Repeat all of the following material word for word, keeping every line in its original order.

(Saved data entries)
## Begin
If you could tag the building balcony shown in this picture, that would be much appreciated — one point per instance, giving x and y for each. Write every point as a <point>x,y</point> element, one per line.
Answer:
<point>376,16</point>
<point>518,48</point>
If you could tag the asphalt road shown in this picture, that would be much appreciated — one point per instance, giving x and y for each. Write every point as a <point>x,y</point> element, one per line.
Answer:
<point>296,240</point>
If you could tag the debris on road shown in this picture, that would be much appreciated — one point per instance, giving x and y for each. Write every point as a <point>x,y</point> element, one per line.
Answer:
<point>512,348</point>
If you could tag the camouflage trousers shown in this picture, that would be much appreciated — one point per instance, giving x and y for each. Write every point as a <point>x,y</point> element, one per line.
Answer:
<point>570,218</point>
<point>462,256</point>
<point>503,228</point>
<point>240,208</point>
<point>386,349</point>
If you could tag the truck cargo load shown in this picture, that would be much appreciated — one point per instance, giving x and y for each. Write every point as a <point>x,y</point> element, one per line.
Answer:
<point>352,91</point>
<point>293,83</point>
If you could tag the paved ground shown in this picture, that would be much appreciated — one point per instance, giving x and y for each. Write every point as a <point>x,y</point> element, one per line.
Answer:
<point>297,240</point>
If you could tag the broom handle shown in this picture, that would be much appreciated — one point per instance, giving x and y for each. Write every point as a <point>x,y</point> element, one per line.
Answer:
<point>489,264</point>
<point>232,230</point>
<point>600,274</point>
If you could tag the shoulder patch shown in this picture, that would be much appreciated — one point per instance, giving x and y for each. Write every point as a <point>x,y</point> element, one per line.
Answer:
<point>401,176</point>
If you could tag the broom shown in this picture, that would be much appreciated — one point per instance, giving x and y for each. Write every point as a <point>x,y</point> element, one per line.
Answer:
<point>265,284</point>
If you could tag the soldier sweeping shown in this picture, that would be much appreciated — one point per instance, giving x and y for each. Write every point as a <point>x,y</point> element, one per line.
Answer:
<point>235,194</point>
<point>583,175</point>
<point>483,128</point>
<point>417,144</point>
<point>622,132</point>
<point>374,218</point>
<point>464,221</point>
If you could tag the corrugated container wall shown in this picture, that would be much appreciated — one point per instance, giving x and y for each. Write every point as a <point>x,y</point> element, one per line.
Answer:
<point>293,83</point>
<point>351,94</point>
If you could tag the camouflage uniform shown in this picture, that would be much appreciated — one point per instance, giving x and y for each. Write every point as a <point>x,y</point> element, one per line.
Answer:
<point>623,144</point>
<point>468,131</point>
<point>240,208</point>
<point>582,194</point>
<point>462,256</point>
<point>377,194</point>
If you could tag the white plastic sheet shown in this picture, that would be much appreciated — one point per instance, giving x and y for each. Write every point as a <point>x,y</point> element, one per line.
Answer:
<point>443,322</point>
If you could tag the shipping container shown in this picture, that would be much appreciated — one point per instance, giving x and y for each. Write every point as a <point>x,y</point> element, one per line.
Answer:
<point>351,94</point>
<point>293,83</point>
## End
Response:
If you could tag the building balcony shown in this picture, that would be much appreciated — one point per instance, giving x and y for each. Write every point as a <point>x,y</point> element, one per line.
Answer:
<point>376,16</point>
<point>518,48</point>
If you could tag the asphalt road shown in this picture, that would be much appreciated — one point per instance, giving x and y for each. Write every point as a <point>x,y</point> element, one per line.
Answer:
<point>296,240</point>
If you could tag the debris on road shown in this picture, that would be much appreciated — one point per instance, giving x and y for each. Write every point as a <point>x,y</point> element, one per line.
Answer:
<point>512,348</point>
If you could tag the camouflage trousers shown in this picture, that would be much appreciated — one point per instance, giving x and y for each. Write every point as a <point>x,y</point> element, one per line.
Answer:
<point>570,218</point>
<point>462,256</point>
<point>503,228</point>
<point>240,208</point>
<point>386,349</point>
If you could tag the truck cargo load shown in this picture, that would be much appreciated — one point per instance, giving x and y for each. Write every point as a <point>x,y</point> element, one per line.
Answer:
<point>352,91</point>
<point>293,83</point>
If you could tag the paved ground shown in this picture, that would be much appreciated — one point per instance, giving x and y for each. Write every point as a <point>x,y</point> element, one per line.
Answer:
<point>297,240</point>
If you could tag the broom handle shown in this picture, that would be much appreciated — one point per instance, giving x and y for each. Write every point as a <point>x,y</point> element, one per line.
Answer:
<point>489,264</point>
<point>232,230</point>
<point>600,274</point>
If you could tag the shoulder patch shown in this picture, that would be much appreciated — one point per instance, giving x and y for each. Write every point as a <point>x,y</point> element, one per line.
Answer:
<point>401,176</point>
If you could tag the broom shown in this picture, that would be much appreciated — one point per instance, giving x and y for each. Write every point as a <point>x,y</point> element, one per line.
Answer:
<point>265,284</point>
If you could tag the soldier sweeping shown in this picture, that would be much appreciated — one point per instance, giving x and y for each. Write every point as a <point>x,y</point> element, one per line.
Answer:
<point>235,194</point>
<point>583,175</point>
<point>483,128</point>
<point>417,144</point>
<point>622,132</point>
<point>374,218</point>
<point>464,221</point>
If you could tag the corrugated container wall shown in this picture, that would be much appreciated — one point per instance, giving x and y for each. Write every point as a <point>x,y</point> element, one per line.
Answer:
<point>293,83</point>
<point>351,94</point>
If you could tag the camouflage uniform shown in this picture, that would be much appreciated — one point per instance, giving x and y for each. Write every point as a <point>x,y</point> element, one per line.
Answer:
<point>623,144</point>
<point>468,131</point>
<point>240,208</point>
<point>582,194</point>
<point>462,256</point>
<point>377,194</point>
If you could tag the white plastic sheet shown in this picture, that would be much appreciated — one point per instance, giving x and y for each. Write every point as a <point>x,y</point> element, one per line.
Answer:
<point>443,322</point>
If you could tag the shipping container shown in this picture, that would be much appreciated — one point per instance, giving x and y for each. Write every point as a <point>x,y</point> element, one per line.
Answer:
<point>351,94</point>
<point>293,83</point>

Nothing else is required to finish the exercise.